_Tugas latihan_
• A. Jawablah pertanyaan berikut berdasarkan kutipan teks.
(i) Siapa Direktur Eksekutif Forest Watch Indonesia?
(ii) Dari negara mana organisasi Life of Pachamama berasal?
(iii) Siapa pemimpin Life of Pachamama?
• B. Tulis ulang paragraf dalam kutipan teks yang diawali "Lebih jauh, dalam konferensi ini" secara lebih ringkas dengan mempertahankan fakta utamanya.

_Kutipan teks_
- - - -

Mufti Barri, Direktur Eksekutif Forest Watch Indonesia, mengingatkan kita akan signifikansi konferensi ini bagi Indonesia.
“Biodiversitas kita sangat luas. Bukan hanya soal flora dan fauna, tapi juga manusia—masyarakat adat yang hidup dalam keseimbangan dengan alam. Gangguan sekecil apapun dalam ekosistem akan berdampak besar pada manusia. Kita sudah melihat bagaimana COVID-19, yang berawal dari ketidakseimbangan ini, mengubah kehidupan dunia,” ujarnya.
Lebih jauh, dalam konferensi ini, suara orang muda sangat dinanti. Organisasi Life of Pachamama dari Kolombia menginisiasi program solidaritas yang menyoroti pentingnya peran anak muda dari kawasan Global South dalam memperjuangkan keadilan iklim.
“Delegasi muda Indonesia yang kami undang adalah mereka yang telah aktif dalam kelompok keadilan iklim di berbagai daerah, terutama yang paling terdampak oleh perubahan iklim,” kata Jose Fernando Palacio dan Juan David Amaya, pemimpin dari Life of Pachamama.

- - - -

_Materi tersedia_
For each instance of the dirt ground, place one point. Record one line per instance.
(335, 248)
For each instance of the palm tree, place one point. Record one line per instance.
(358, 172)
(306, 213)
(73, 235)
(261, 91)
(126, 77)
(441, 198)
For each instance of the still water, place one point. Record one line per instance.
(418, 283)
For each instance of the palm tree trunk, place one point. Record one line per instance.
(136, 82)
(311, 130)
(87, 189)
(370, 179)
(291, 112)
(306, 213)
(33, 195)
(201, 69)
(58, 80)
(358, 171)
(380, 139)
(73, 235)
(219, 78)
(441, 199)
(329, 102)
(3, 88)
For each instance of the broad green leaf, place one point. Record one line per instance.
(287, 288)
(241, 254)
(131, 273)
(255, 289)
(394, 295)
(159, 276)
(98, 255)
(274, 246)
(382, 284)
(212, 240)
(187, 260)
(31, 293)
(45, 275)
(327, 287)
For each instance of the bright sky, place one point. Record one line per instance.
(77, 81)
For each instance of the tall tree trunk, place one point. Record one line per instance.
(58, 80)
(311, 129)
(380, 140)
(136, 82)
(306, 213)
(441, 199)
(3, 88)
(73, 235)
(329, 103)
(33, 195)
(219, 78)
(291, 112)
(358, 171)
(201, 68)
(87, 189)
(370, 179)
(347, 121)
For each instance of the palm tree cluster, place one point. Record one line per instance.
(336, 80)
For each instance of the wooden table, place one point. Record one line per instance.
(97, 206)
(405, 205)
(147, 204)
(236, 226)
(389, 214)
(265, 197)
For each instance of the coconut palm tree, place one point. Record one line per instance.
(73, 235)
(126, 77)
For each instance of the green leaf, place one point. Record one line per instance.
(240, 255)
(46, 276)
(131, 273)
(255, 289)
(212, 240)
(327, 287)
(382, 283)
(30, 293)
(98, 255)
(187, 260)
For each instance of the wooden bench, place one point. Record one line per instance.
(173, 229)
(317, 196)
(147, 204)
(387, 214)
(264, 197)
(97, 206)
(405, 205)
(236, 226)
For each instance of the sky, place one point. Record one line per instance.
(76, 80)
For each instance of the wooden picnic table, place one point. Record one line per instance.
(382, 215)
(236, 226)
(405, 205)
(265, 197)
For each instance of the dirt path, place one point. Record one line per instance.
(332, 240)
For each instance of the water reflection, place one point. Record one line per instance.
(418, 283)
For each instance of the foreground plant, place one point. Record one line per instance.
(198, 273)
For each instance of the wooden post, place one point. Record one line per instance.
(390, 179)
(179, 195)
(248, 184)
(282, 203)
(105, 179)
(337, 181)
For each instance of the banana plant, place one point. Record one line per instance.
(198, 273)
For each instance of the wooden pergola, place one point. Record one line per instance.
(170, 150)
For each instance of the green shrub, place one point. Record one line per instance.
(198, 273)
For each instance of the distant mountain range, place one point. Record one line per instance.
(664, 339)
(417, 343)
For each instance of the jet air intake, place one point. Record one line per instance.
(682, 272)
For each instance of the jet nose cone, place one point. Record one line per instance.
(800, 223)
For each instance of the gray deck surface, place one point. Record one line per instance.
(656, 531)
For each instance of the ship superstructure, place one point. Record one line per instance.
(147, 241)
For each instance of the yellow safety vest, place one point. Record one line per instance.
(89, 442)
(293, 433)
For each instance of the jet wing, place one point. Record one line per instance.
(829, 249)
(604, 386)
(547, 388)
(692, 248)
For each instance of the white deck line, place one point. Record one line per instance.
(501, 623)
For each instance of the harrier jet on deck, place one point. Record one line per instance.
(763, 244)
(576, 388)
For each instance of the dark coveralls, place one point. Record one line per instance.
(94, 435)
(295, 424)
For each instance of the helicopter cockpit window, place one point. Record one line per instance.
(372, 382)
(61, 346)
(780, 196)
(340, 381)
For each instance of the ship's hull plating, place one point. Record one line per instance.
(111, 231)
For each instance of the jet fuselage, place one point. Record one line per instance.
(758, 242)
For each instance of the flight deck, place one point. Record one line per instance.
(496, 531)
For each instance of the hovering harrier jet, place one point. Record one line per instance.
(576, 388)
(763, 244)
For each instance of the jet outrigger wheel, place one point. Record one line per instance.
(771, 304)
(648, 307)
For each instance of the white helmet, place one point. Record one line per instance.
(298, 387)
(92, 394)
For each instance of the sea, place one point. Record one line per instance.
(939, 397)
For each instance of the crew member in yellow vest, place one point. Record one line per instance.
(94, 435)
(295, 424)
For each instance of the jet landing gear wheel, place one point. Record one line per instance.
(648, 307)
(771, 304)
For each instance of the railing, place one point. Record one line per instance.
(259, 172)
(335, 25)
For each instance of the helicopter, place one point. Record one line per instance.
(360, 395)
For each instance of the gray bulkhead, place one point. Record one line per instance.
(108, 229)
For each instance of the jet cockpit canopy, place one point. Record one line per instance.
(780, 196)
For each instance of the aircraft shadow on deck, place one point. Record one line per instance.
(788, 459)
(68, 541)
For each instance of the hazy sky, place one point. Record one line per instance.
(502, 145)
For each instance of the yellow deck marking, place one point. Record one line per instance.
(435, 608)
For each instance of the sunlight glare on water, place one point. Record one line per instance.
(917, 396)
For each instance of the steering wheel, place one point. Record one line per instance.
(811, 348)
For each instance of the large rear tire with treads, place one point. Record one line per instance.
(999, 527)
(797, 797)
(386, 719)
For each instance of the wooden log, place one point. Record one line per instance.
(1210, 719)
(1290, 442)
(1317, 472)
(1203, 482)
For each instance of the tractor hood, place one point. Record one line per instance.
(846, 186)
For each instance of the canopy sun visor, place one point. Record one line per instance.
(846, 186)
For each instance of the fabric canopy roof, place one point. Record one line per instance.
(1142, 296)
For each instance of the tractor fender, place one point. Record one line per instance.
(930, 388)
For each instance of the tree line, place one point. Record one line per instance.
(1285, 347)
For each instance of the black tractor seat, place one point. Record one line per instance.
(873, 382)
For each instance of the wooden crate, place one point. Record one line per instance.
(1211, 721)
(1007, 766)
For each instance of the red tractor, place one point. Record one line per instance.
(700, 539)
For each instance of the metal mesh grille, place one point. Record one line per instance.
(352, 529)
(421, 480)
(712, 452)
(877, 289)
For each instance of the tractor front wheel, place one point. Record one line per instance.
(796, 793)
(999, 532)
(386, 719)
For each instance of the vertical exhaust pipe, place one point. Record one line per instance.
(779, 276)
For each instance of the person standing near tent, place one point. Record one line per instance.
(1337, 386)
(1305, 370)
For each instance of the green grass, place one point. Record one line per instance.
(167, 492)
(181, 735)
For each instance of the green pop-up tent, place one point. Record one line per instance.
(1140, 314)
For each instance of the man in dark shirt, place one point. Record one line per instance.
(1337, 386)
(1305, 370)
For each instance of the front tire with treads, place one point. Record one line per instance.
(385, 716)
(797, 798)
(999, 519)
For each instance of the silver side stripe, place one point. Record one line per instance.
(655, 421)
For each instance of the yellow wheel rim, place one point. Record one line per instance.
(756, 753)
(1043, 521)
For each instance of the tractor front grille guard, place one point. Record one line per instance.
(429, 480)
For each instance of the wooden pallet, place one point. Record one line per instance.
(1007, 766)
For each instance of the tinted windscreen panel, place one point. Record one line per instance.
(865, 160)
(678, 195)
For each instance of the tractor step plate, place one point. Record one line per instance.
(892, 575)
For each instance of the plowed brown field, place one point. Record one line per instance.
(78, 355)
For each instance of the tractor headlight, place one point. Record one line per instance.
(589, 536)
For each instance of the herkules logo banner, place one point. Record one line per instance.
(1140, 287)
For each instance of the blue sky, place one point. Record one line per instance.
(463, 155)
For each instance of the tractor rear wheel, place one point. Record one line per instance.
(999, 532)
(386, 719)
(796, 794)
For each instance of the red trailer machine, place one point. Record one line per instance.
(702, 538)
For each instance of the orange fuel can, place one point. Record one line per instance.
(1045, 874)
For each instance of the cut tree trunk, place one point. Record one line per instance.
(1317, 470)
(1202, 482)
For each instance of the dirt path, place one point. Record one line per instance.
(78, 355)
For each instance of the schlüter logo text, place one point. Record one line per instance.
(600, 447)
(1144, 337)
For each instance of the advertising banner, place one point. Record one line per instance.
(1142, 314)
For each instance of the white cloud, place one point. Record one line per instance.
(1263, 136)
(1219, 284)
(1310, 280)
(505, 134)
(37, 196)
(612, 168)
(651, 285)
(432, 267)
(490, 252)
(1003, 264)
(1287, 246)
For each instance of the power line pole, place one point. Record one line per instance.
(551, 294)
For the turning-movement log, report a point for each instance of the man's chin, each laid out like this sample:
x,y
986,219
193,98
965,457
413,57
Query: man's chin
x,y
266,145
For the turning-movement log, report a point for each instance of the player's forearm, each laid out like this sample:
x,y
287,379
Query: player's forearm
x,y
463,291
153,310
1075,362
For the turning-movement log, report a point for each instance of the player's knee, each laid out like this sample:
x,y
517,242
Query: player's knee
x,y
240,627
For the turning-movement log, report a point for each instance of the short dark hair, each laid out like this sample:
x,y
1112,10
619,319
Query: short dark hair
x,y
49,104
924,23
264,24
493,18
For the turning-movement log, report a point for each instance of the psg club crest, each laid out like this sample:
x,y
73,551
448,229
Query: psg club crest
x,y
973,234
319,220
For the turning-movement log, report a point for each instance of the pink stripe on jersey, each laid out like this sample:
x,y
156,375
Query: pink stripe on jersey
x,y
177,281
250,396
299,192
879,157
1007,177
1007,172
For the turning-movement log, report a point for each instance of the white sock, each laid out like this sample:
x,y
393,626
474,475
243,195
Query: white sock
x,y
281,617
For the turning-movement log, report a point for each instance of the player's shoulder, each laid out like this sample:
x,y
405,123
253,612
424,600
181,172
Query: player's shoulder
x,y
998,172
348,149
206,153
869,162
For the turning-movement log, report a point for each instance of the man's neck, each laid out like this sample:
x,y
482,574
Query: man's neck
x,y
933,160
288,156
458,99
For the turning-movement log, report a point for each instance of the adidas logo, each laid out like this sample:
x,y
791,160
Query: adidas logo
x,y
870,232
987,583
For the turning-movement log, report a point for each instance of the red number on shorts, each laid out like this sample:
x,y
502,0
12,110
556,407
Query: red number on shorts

- - - -

_Jawaban_
• A.
(i) Mufti Barri.
(ii) Kolombia.
(iii) Jose Fernando Palacio dan Juan David Amaya.

• B. Suara orang muda sangat dinanti dalam konferensi ini. Life of Pachamama dari Kolombia memprakarsai program solidaritas yang menonjolkan peran anak muda Global South dalam memperjuangkan keadilan iklim.